___ GIVEN DATA ___

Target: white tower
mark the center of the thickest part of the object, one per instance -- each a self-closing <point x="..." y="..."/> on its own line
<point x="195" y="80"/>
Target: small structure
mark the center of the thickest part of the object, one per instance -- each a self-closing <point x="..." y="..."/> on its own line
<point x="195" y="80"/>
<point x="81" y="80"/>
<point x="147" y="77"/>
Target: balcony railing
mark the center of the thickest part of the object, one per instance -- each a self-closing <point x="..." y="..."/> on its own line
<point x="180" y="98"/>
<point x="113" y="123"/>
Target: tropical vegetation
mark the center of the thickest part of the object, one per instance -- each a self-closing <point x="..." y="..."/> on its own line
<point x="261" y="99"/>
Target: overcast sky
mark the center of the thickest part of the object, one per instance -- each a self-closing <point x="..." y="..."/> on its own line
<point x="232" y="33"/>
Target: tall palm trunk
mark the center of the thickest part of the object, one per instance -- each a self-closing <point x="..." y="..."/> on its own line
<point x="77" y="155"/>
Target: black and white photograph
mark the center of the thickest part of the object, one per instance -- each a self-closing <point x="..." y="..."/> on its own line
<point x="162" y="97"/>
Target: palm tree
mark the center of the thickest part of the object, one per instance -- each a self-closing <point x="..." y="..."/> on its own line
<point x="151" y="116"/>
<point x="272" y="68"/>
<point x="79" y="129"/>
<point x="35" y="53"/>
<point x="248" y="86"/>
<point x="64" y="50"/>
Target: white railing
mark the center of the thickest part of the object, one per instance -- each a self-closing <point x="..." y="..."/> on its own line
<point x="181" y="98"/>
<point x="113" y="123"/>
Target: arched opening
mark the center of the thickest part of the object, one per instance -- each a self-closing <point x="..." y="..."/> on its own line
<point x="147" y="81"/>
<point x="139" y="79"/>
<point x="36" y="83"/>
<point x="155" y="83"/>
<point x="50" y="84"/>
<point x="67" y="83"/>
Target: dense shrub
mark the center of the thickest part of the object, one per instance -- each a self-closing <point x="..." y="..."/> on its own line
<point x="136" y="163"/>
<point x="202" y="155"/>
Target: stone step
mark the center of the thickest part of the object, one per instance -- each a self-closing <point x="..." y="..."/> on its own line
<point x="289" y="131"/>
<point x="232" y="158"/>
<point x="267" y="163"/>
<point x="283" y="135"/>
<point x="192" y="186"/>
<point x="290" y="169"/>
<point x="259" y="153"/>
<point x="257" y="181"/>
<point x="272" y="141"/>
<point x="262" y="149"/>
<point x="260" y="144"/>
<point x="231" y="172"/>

___

YOUR ASSIGNMENT = What the task asks for is a word-for-word repeat of the lines above, from the first through the one containing "Target: tall palm trunk".

ANSWER FOR THIS EXERCISE =
Target: white tower
mark the center of the thickest part of the object, one per instance -- each a self-closing <point x="..." y="..."/> on its own line
<point x="195" y="80"/>
Target: small structure
mark the center of the thickest part of the object, one per instance -- each a self-closing <point x="..." y="..."/> on its own line
<point x="195" y="80"/>
<point x="81" y="80"/>
<point x="147" y="77"/>
Target: balcony railing
mark the center of the thickest part of the object, one per instance -- each a self-closing <point x="..." y="..."/> on its own line
<point x="180" y="98"/>
<point x="113" y="123"/>
Target: tropical vegetation
mark the center of the thickest part of the object, one per instance -- each a self-closing <point x="..." y="..."/> on its own line
<point x="261" y="99"/>
Target: overcast sky
mark the center of the thickest part of the object, one per instance -- each a self-closing <point x="..." y="..."/> on its own line
<point x="232" y="33"/>
Target: tall palm trunk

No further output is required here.